Task to complete:
Gather every line from the lines below that contains the word "emblem". Case counts, so copy only the lines where it appears with exactly that capitalization.

>>

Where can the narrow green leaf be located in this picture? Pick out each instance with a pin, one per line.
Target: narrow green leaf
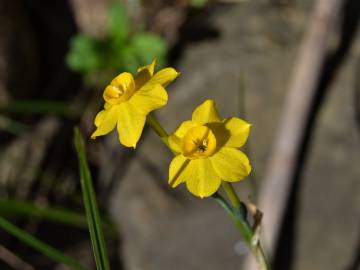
(59, 215)
(39, 245)
(10, 208)
(91, 208)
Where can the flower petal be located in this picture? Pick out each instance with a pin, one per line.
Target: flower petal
(206, 113)
(149, 98)
(130, 124)
(178, 170)
(105, 121)
(149, 68)
(239, 131)
(176, 138)
(120, 89)
(164, 76)
(203, 180)
(231, 164)
(144, 74)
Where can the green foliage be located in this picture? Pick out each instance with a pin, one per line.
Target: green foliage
(98, 60)
(91, 208)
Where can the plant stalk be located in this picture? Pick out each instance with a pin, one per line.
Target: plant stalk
(237, 211)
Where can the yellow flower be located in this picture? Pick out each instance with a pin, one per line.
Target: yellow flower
(207, 151)
(129, 100)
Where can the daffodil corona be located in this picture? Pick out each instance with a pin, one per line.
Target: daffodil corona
(129, 100)
(207, 151)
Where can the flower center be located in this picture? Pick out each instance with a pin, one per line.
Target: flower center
(118, 92)
(115, 91)
(199, 142)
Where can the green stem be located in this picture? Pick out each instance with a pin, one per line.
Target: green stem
(39, 245)
(240, 219)
(237, 211)
(159, 130)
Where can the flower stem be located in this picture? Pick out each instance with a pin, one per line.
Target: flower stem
(237, 210)
(238, 213)
(159, 130)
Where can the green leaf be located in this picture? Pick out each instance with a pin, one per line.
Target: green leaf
(10, 207)
(39, 245)
(148, 46)
(91, 208)
(118, 22)
(85, 54)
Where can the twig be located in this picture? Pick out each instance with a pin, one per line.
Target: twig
(277, 183)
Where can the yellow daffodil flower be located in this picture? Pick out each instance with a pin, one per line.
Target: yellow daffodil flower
(207, 151)
(129, 100)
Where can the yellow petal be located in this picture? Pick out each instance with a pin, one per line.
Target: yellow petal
(130, 124)
(149, 68)
(231, 164)
(239, 131)
(231, 132)
(176, 138)
(149, 98)
(105, 121)
(144, 74)
(203, 180)
(178, 170)
(164, 76)
(206, 113)
(100, 118)
(125, 79)
(120, 89)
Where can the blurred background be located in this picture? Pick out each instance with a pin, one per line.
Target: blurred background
(289, 67)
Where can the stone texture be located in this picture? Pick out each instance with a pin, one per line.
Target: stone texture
(170, 229)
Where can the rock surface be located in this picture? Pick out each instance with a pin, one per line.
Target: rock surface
(170, 229)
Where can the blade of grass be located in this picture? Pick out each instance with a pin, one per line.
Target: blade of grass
(39, 245)
(59, 215)
(91, 208)
(10, 208)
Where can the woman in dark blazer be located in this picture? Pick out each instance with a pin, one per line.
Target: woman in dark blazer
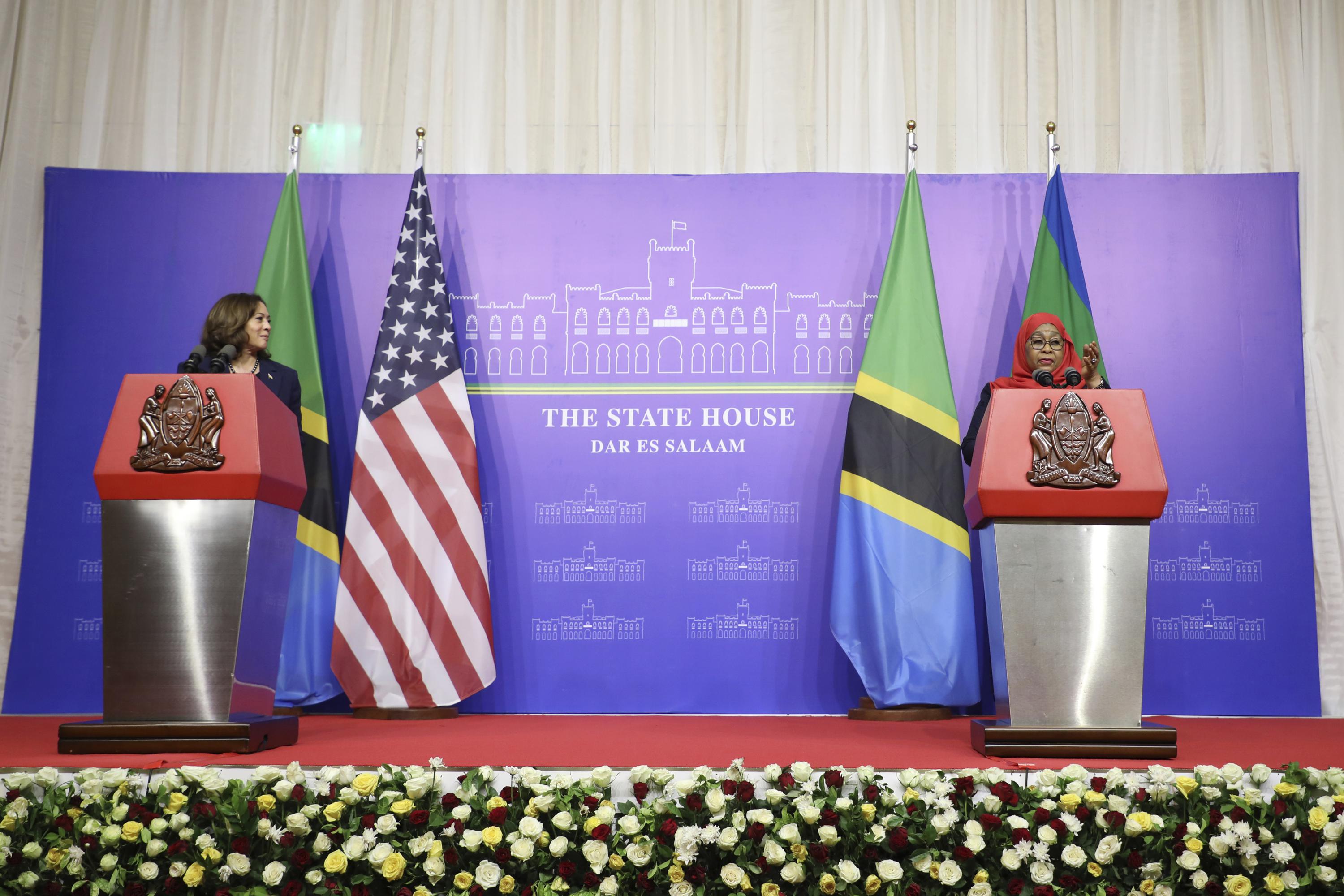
(242, 320)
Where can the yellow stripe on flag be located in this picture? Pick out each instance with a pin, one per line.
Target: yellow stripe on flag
(314, 424)
(908, 405)
(319, 539)
(906, 511)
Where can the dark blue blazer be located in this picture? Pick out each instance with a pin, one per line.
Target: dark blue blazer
(281, 381)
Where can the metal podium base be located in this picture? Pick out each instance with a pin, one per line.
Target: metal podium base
(241, 734)
(1150, 741)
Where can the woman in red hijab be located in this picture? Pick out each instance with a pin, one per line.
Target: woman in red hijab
(1042, 358)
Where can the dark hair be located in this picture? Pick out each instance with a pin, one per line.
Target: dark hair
(226, 324)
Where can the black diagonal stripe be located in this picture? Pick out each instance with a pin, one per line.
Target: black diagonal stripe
(905, 457)
(319, 504)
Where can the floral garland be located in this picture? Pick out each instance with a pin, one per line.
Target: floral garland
(789, 831)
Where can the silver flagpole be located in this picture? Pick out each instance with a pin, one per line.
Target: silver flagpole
(293, 147)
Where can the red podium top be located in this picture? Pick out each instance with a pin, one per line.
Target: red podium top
(1003, 460)
(258, 443)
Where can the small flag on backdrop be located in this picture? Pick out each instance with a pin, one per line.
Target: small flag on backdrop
(413, 609)
(901, 603)
(306, 672)
(1057, 272)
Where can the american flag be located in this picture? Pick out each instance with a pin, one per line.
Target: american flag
(413, 609)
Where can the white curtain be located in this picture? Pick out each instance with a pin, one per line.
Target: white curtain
(693, 86)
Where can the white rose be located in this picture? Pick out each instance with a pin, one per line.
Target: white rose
(596, 853)
(488, 875)
(889, 871)
(273, 874)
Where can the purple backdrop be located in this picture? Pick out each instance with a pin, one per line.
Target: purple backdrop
(629, 581)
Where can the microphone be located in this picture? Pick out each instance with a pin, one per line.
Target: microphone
(193, 362)
(220, 363)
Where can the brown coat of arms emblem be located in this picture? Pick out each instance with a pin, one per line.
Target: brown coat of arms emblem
(179, 431)
(1072, 449)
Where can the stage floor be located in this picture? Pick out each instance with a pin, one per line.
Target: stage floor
(577, 742)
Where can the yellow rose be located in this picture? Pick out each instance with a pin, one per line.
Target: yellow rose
(365, 784)
(194, 875)
(393, 867)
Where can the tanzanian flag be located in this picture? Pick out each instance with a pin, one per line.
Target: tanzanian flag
(901, 603)
(306, 672)
(1057, 272)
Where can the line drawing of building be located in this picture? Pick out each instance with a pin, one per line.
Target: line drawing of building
(742, 567)
(1209, 626)
(590, 508)
(1206, 509)
(589, 567)
(588, 626)
(668, 326)
(1205, 567)
(88, 629)
(742, 508)
(742, 625)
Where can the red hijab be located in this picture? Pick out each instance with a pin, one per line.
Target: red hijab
(1022, 369)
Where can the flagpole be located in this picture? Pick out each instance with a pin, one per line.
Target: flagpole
(293, 147)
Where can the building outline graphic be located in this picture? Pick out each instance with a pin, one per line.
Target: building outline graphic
(742, 625)
(742, 508)
(1207, 626)
(588, 626)
(588, 509)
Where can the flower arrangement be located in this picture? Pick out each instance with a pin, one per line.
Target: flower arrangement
(424, 831)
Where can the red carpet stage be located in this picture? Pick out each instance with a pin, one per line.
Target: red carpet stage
(562, 742)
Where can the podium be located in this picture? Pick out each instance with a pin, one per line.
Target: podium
(201, 478)
(1061, 499)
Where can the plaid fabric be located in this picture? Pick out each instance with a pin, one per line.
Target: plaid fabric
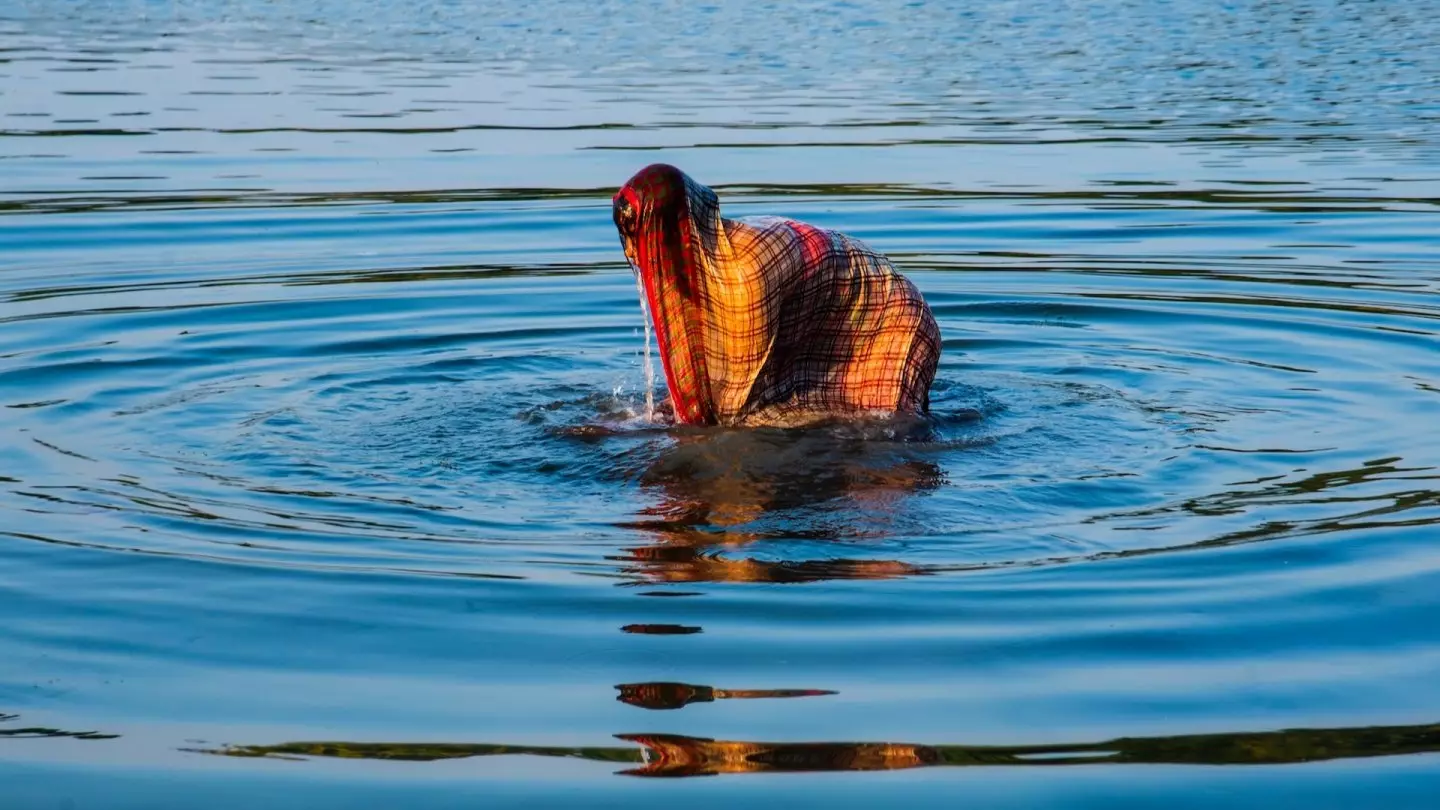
(768, 320)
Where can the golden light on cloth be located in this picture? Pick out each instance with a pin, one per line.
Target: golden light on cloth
(768, 320)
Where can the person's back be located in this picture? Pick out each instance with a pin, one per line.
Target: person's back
(768, 320)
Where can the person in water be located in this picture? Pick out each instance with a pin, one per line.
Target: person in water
(768, 320)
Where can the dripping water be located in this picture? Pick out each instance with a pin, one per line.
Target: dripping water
(650, 365)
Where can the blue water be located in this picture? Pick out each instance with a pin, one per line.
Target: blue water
(326, 482)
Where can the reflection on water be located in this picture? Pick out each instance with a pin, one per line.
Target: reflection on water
(45, 732)
(677, 755)
(321, 392)
(712, 480)
(680, 695)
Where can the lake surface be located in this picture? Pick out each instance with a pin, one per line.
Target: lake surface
(323, 480)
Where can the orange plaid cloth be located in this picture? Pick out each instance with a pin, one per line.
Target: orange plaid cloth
(768, 320)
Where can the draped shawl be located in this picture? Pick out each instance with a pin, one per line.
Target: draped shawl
(769, 320)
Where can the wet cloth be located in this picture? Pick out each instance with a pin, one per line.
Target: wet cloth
(768, 320)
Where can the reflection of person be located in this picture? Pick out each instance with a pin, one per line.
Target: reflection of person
(771, 320)
(723, 490)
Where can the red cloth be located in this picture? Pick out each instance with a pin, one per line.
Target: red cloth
(768, 320)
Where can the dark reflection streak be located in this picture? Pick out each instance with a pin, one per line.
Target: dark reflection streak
(95, 199)
(677, 755)
(46, 732)
(61, 450)
(677, 695)
(1265, 301)
(395, 276)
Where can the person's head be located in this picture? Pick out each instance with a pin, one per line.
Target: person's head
(657, 215)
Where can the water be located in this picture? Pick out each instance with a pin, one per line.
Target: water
(324, 474)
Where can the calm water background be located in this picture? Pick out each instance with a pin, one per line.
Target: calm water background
(318, 371)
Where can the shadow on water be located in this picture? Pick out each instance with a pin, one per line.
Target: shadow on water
(678, 755)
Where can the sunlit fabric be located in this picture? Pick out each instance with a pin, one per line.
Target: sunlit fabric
(768, 320)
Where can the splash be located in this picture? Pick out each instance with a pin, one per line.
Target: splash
(650, 365)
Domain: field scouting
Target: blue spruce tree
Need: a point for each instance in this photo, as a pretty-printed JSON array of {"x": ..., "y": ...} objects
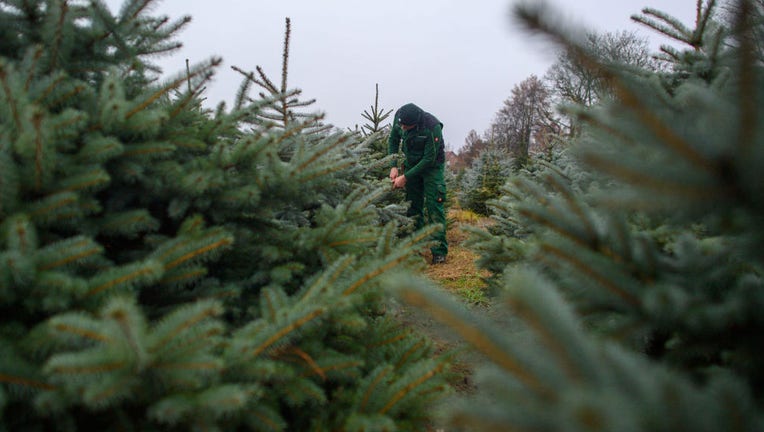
[{"x": 166, "y": 267}]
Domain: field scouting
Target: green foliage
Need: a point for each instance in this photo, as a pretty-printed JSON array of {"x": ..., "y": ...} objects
[
  {"x": 164, "y": 267},
  {"x": 635, "y": 271},
  {"x": 482, "y": 181}
]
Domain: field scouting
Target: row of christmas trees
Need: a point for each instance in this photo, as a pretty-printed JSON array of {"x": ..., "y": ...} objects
[{"x": 167, "y": 267}]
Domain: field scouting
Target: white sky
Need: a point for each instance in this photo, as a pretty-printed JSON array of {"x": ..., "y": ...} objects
[{"x": 457, "y": 59}]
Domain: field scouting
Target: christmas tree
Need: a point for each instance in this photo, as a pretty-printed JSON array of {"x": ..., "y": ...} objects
[
  {"x": 166, "y": 267},
  {"x": 632, "y": 277}
]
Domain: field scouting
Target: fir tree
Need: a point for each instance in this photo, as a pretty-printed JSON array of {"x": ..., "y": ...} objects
[
  {"x": 636, "y": 287},
  {"x": 165, "y": 267}
]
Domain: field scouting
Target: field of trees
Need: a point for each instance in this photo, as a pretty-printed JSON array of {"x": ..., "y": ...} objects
[{"x": 166, "y": 266}]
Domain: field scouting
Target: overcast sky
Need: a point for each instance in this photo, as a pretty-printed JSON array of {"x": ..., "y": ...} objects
[{"x": 458, "y": 59}]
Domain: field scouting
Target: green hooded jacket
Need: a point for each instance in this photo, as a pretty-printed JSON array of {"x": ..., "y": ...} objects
[{"x": 423, "y": 145}]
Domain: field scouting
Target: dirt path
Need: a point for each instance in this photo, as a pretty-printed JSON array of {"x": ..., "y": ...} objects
[{"x": 464, "y": 280}]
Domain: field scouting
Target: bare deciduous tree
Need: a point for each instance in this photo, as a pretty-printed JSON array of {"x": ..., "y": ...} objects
[
  {"x": 526, "y": 112},
  {"x": 571, "y": 82}
]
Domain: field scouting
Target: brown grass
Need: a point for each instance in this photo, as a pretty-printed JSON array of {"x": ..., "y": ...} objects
[{"x": 459, "y": 271}]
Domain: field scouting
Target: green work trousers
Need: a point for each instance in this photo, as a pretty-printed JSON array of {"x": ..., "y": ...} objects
[{"x": 427, "y": 194}]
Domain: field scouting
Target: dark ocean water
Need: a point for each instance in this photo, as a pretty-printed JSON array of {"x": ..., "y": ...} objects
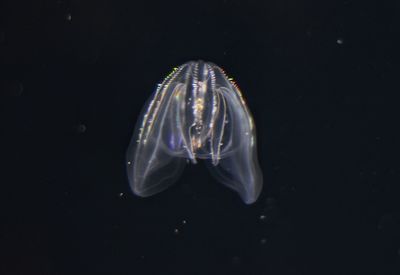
[{"x": 321, "y": 80}]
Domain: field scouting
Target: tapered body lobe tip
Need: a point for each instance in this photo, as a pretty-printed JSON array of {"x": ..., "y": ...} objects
[{"x": 197, "y": 112}]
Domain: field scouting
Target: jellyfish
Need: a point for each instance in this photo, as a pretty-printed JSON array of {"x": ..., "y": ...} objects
[{"x": 196, "y": 113}]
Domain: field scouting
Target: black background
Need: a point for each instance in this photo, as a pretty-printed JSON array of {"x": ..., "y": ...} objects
[{"x": 320, "y": 77}]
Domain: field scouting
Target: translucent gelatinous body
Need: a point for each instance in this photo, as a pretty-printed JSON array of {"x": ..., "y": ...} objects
[{"x": 197, "y": 112}]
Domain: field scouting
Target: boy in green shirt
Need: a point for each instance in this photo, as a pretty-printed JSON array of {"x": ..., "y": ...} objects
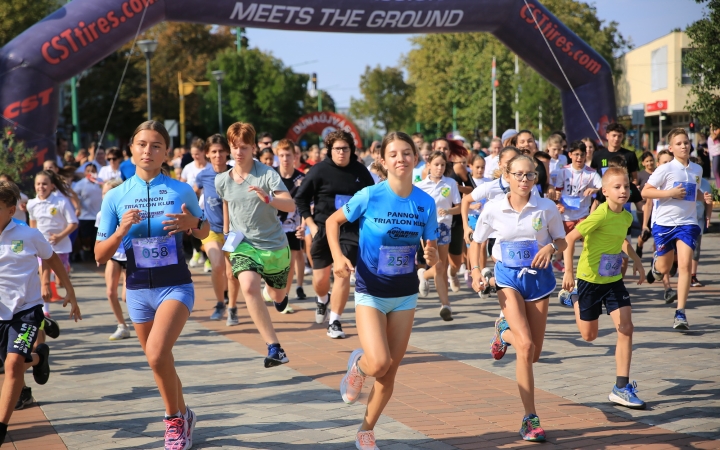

<<

Task response:
Where can the brown coat of arms emblem be located in this picture? Pick out each instance with a pin, one per line.
Target: brown coat of arms emblem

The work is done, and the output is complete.